Required work
Quote the full news article on Condoleezza Rice's claims linking Iraq and al Qaeda, word for word.

Document section
⟨
WASHINGTON (CNN) -- President Bush's national security adviser Wednesday said Saddam Hussein has sheltered al Qaeda terrorists in Baghdad and helped train some in chemical weapons development -- information she said has been gleaned from captives in the ongoing war on terrorism.

The comments by Condoleezza Rice were the strongest and most specific to date on the White House's accusations linking al Qaeda and Iraq.

The accusations followed those made by President Bush and Defense Secretary Donald Rumsfeld, who earlier in the day said the United States has evidence linking Iraq and al Qaeda, but they did not elaborate. And the charges came as the White House sought to dispel accusations by Senate Majority Leader Tom Daschle, who blasted the administration for an "outrageous" effort to seek political gain from the Iraq debate.

Meanwhile, President Bush will meet with House Democrats and Republicans this morning at the White House to specifically discuss Iraq. Bush is expected to speak in the Rose Garden immediately following the meeting.

In an interview with PBS' "The NewsHour with Jim Lehrer," Rice said the U.S. government clearly knows "that there were in the past and have been contacts between senior Iraqi officials and members of al Qaeda going back for actually quite a long time."

"We know too that several of the detainees, in particular some high-ranking detainees, have said that Iraq provided some training to al Qaeda in chemical weapons development," Rice said.

"So, yes, there are contacts between Iraq and al Qaeda. We know that Saddam Hussein has a long history with terrorism in general. And there are some al Qaeda personnel who found refuge in Baghdad," she said. "There clearly are contacts between al Qaeda and Iraq that can be documented."

At the same time, she cautioned that "no one is trying to make an argument at this point that Saddam Hussein somehow had operational control of what happened on September 11th, so we don't want to push this too far."

Rice added: "This is a story that is unfolding, and it is getting clear, and we're learning more. ... When the picture is clear, we'll make full disclosure about it."

With the administration trying to build support at the United Nations and in Congress for possible military action against Iraq, the White House in recent days has sought to place its push to depose Saddam in the context of the war on terrorism, warning that Iraq could give nuclear, biological or chemical weapons to terrorist groups like al Qaeda -- the group responsible for the deaths of more than 3,000 Americans in four attacks September 11, 2001.
⟩
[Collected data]
⟨
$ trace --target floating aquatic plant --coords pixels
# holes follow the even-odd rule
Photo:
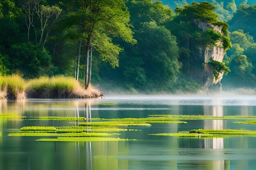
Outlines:
[[[127,129],[115,126],[63,126],[56,127],[58,132],[120,132],[127,131]]]
[[[79,126],[117,126],[125,127],[130,126],[150,126],[150,124],[140,122],[121,122],[119,121],[99,121],[95,122],[83,122],[79,123]]]
[[[211,116],[204,115],[150,115],[150,117],[169,117],[173,119],[183,120],[200,120],[206,119],[256,119],[254,116]]]
[[[256,137],[256,134],[213,134],[209,133],[157,133],[148,134],[149,135],[176,136],[179,137],[190,137],[196,138],[226,138],[230,137]]]
[[[194,129],[189,133],[208,133],[217,134],[256,134],[256,130],[240,129]]]
[[[56,139],[40,139],[37,140],[37,141],[125,141],[130,140],[128,139],[114,138],[110,137],[58,137]]]
[[[115,103],[100,103],[99,104],[99,105],[101,106],[112,106],[112,105],[116,105],[117,104],[117,102]]]
[[[228,137],[239,136],[256,137],[256,130],[237,129],[194,129],[189,132],[182,131],[174,133],[157,133],[148,135],[196,137]]]
[[[119,135],[119,133],[108,133],[99,132],[70,132],[70,133],[49,133],[45,132],[14,132],[9,133],[8,136],[58,136],[58,137],[103,137]]]
[[[86,118],[83,117],[38,117],[38,119],[42,120],[85,120]]]
[[[20,130],[57,131],[57,129],[53,126],[24,126]]]
[[[235,124],[256,124],[256,121],[253,120],[252,121],[233,121]]]
[[[18,116],[15,115],[0,115],[0,119],[25,119],[26,116]]]
[[[155,124],[186,124],[186,121],[173,120],[172,117],[146,117],[143,118],[119,118],[119,119],[102,119],[104,120],[118,121],[119,122],[128,122],[129,123],[155,123]]]

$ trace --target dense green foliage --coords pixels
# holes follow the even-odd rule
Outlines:
[[[211,65],[213,69],[213,77],[215,79],[218,78],[220,73],[223,74],[225,75],[227,75],[227,73],[230,72],[229,68],[226,65],[225,62],[220,62],[218,61],[212,60],[209,63]]]
[[[254,5],[162,1],[169,6],[150,0],[1,0],[0,75],[61,74],[85,86],[92,75],[92,83],[107,89],[196,92],[203,84],[198,73],[207,64],[204,51],[218,46],[227,51],[218,65],[231,71],[223,82],[255,85]],[[229,72],[224,67],[215,77]],[[40,79],[31,82],[39,93],[45,88]]]

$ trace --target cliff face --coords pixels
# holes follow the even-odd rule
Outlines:
[[[210,28],[217,32],[223,33],[221,32],[222,26],[203,22],[198,23],[198,26],[203,31],[205,31]],[[223,74],[220,73],[217,79],[215,79],[213,77],[213,67],[211,65],[208,63],[211,59],[222,62],[225,52],[222,47],[222,43],[220,41],[217,42],[214,46],[208,46],[200,47],[198,51],[199,58],[200,58],[202,60],[203,60],[203,62],[204,64],[203,69],[202,69],[200,71],[200,72],[201,73],[198,73],[202,76],[200,79],[201,79],[201,82],[199,83],[202,85],[203,88],[207,90],[211,85],[220,83],[223,76]]]

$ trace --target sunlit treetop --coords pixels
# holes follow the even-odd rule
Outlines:
[[[229,25],[226,22],[218,20],[218,15],[214,12],[215,9],[214,5],[207,2],[192,2],[191,5],[186,4],[183,7],[176,8],[175,10],[177,16],[175,19],[185,22],[206,22],[222,26],[222,31],[227,34]]]

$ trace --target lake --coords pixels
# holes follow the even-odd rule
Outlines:
[[[126,141],[45,142],[36,140],[51,137],[8,136],[25,126],[74,126],[78,123],[33,119],[43,116],[121,118],[147,117],[150,115],[256,116],[255,96],[130,95],[106,98],[0,100],[0,115],[27,117],[25,119],[0,118],[0,170],[256,168],[256,137],[206,139],[148,135],[200,128],[256,130],[256,124],[232,123],[241,120],[186,120],[188,124],[151,124],[149,127],[126,127],[128,130],[118,132],[121,134],[118,137],[136,139]],[[109,103],[113,104],[106,104]]]

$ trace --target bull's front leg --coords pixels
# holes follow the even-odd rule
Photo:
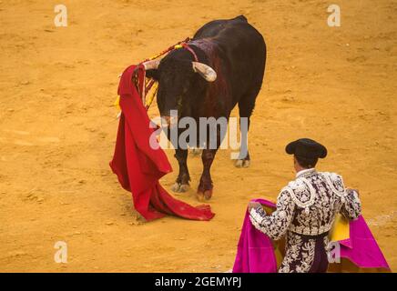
⟩
Answer to the problem
WASHINGTON (CNN) -- President Bush's national security adviser Wednesday said Saddam Hussein has sheltered al Qaeda terrorists in Baghdad and helped train some in chemical weapons development -- information she said has been gleaned from captives in the ongoing war on terrorism.

The comments by Condoleezza Rice were the strongest and most specific to date on the White House's accusations linking al Qaeda and Iraq.

The accusations followed those made by President Bush and Defense Secretary Donald Rumsfeld, who earlier in the day said the United States has evidence linking Iraq and al Qaeda, but they did not elaborate. And the charges came as the White House sought to dispel accusations by Senate Majority Leader Tom Daschle, who blasted the administration for an "outrageous" effort to seek political gain from the Iraq debate.

Meanwhile, President Bush will meet with House Democrats and Republicans this morning at the White House to specifically discuss Iraq. Bush is expected to speak in the Rose Garden immediately following the meeting.

In an interview with PBS' "The NewsHour with Jim Lehrer," Rice said the U.S. government clearly knows "that there were in the past and have been contacts between senior Iraqi officials and members of al Qaeda going back for actually quite a long time."

"We know too that several of the detainees, in particular some high-ranking detainees, have said that Iraq provided some training to al Qaeda in chemical weapons development," Rice said.

"So, yes, there are contacts between Iraq and al Qaeda. We know that Saddam Hussein has a long history with terrorism in general. And there are some al Qaeda personnel who found refuge in Baghdad," she said. "There clearly are contacts between al Qaeda and Iraq that can be documented."

At the same time, she cautioned that "no one is trying to make an argument at this point that Saddam Hussein somehow had operational control of what happened on September 11th, so we don't want to push this too far."

Rice added: "This is a story that is unfolding, and it is getting clear, and we're learning more. ... When the picture is clear, we'll make full disclosure about it."

With the administration trying to build support at the United Nations and in Congress for possible military action against Iraq, the White House in recent days has sought to place its push to depose Saddam in the context of the war on terrorism, warning that Iraq could give nuclear, biological or chemical weapons to terrorist groups like al Qaeda -- the group responsible for the deaths of more than 3,000 Americans in four attacks September 11, 2001.